> SHORT TASK
Copy out, word for word, everything from the line containing "Tag the shadow" down to the line containing "[(324, 379)]", with both of those lines included.

[Items from a dataset]
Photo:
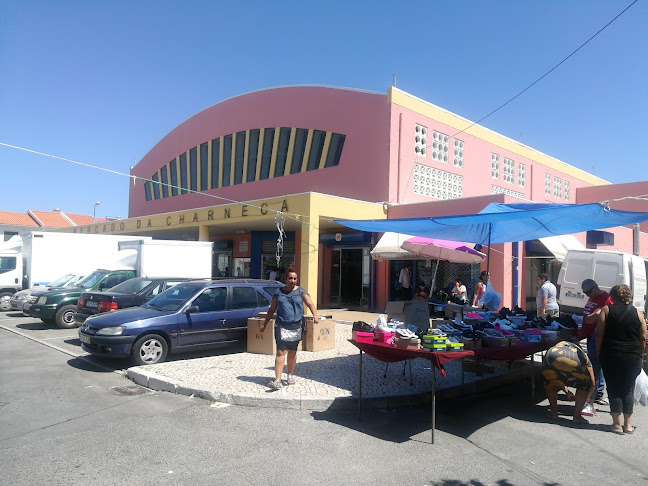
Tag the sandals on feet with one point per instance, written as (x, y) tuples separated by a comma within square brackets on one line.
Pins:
[(614, 430), (276, 384)]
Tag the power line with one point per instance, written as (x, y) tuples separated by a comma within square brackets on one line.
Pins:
[(545, 74)]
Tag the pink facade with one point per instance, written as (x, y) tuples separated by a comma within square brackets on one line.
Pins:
[(360, 115)]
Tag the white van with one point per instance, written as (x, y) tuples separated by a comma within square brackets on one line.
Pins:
[(607, 269)]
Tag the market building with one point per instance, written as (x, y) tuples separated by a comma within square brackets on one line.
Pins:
[(298, 158)]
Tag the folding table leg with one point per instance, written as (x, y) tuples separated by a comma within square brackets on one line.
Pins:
[(360, 385), (433, 401)]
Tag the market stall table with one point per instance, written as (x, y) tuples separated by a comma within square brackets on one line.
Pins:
[(521, 350), (390, 354)]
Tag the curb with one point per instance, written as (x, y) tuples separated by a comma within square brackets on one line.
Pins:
[(158, 382)]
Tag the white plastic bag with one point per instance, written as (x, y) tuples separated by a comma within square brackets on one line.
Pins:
[(381, 324), (492, 299), (641, 389)]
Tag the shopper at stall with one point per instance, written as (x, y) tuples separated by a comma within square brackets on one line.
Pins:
[(405, 282), (288, 302), (566, 365), (421, 292), (597, 300), (546, 299), (620, 344), (459, 294), (480, 289)]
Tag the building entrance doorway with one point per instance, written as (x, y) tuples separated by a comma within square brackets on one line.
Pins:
[(349, 277)]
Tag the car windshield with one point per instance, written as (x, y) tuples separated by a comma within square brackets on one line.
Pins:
[(91, 279), (174, 298), (132, 286), (61, 280)]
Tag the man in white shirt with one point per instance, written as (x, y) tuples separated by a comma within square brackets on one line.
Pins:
[(405, 282), (546, 299)]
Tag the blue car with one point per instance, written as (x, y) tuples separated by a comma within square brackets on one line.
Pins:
[(190, 316)]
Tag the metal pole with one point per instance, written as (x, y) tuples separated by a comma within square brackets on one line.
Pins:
[(433, 401), (360, 385)]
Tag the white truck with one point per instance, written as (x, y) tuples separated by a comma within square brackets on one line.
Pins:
[(36, 258), (137, 258), (607, 269)]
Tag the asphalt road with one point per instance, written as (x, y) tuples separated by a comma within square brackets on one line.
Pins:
[(62, 421)]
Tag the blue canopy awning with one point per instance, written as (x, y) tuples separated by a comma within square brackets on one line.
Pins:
[(507, 222)]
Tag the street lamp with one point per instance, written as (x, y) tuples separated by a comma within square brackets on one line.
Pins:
[(94, 211)]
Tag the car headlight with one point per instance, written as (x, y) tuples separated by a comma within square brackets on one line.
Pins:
[(111, 331)]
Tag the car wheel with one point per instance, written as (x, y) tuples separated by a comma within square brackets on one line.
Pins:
[(149, 349), (5, 303), (65, 317)]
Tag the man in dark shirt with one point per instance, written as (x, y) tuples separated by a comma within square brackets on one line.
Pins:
[(597, 299)]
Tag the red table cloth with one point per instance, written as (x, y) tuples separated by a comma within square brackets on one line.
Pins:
[(387, 353), (521, 350)]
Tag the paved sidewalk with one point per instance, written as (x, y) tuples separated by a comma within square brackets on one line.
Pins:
[(324, 380)]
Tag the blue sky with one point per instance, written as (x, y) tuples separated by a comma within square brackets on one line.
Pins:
[(103, 82)]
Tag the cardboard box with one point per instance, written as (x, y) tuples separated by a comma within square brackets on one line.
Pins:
[(495, 342), (262, 343), (470, 344), (320, 336)]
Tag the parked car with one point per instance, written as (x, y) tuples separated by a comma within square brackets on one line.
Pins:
[(190, 316), (130, 293), (22, 296), (59, 305)]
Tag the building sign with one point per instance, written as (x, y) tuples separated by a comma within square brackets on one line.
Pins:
[(198, 216)]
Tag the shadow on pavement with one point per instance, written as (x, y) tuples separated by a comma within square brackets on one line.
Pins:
[(460, 417)]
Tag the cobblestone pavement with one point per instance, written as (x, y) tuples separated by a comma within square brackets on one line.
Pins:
[(324, 379)]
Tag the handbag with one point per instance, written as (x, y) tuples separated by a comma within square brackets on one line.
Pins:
[(291, 334)]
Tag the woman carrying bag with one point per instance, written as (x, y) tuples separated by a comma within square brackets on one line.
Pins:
[(620, 343)]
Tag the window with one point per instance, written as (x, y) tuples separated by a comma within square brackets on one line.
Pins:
[(147, 190), (316, 149), (183, 173), (164, 172), (156, 187), (440, 147), (458, 154), (204, 166), (253, 149), (211, 300), (282, 151), (193, 169), (301, 135), (7, 264), (557, 187), (495, 166), (227, 160), (244, 298), (420, 140), (432, 182), (266, 156), (335, 150), (173, 171), (215, 162), (509, 171), (239, 158)]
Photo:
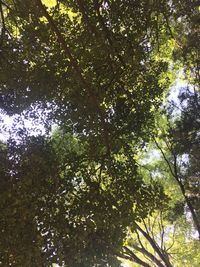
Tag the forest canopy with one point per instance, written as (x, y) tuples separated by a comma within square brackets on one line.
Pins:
[(117, 180)]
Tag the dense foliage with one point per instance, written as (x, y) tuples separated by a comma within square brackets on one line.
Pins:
[(99, 71)]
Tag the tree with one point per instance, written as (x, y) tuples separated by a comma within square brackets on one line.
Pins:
[(100, 68), (181, 150)]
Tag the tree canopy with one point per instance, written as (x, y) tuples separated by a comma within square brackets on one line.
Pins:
[(100, 71)]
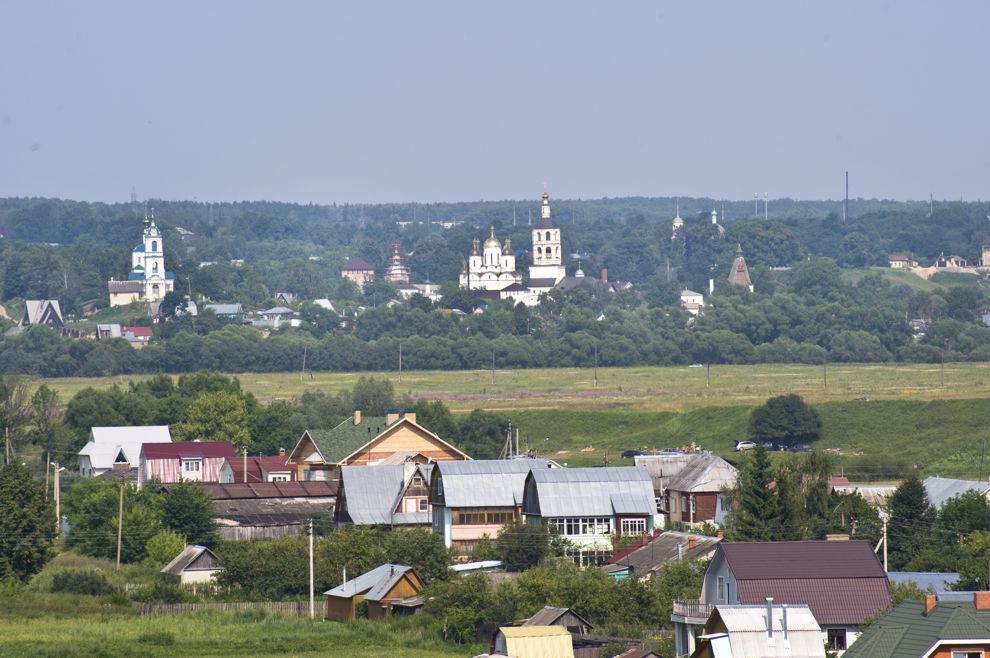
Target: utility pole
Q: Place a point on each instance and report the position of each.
(312, 599)
(120, 524)
(596, 365)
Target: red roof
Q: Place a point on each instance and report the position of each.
(256, 465)
(139, 332)
(188, 449)
(842, 582)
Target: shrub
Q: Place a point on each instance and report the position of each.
(91, 582)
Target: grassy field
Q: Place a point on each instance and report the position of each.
(644, 389)
(102, 629)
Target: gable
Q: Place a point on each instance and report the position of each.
(404, 436)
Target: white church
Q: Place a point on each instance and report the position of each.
(492, 268)
(148, 280)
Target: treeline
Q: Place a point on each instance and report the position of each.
(300, 249)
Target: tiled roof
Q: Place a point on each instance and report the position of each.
(907, 631)
(802, 559)
(188, 449)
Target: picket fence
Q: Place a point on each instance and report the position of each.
(281, 608)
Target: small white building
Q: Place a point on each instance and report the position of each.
(119, 448)
(195, 564)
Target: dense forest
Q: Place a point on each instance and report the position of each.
(806, 307)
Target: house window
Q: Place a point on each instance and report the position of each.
(836, 639)
(633, 526)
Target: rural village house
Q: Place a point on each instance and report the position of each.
(761, 631)
(385, 494)
(842, 582)
(474, 499)
(381, 588)
(587, 506)
(367, 440)
(195, 564)
(689, 486)
(118, 448)
(194, 461)
(929, 628)
(268, 510)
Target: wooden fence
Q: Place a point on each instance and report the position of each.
(280, 608)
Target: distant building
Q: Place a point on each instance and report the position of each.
(397, 272)
(147, 270)
(738, 273)
(358, 271)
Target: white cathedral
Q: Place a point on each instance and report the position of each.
(493, 267)
(148, 280)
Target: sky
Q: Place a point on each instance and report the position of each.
(372, 102)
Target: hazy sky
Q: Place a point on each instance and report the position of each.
(448, 101)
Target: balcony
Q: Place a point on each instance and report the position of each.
(692, 612)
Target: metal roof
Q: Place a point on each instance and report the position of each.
(486, 483)
(941, 490)
(572, 492)
(372, 492)
(106, 442)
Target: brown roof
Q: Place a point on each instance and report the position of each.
(842, 582)
(310, 489)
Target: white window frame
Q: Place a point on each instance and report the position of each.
(633, 526)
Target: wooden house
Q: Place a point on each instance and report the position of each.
(379, 588)
(365, 441)
(195, 564)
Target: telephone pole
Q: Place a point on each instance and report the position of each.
(120, 523)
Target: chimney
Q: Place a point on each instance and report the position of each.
(930, 601)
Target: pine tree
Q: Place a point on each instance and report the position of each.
(911, 520)
(758, 514)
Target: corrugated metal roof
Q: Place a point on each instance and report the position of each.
(368, 581)
(941, 490)
(372, 492)
(487, 483)
(105, 442)
(573, 492)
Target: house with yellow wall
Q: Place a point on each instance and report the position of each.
(366, 441)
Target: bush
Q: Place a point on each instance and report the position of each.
(162, 593)
(93, 583)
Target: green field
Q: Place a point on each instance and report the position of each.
(867, 410)
(33, 624)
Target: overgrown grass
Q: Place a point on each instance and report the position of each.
(114, 634)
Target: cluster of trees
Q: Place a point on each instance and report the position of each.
(158, 522)
(791, 501)
(207, 405)
(955, 538)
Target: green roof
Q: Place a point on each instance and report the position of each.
(336, 444)
(906, 631)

> FINAL ANSWER
Tag the shadow on pavement with one point per instance, written as (x, y) tuples separated by a comma within square brackets on one line.
Pins:
[(460, 417)]
Tag the cobblestone pavement with one point per instance, written as (x, y) tuples separated by a comma within square brackets on one line.
Pins:
[(324, 379)]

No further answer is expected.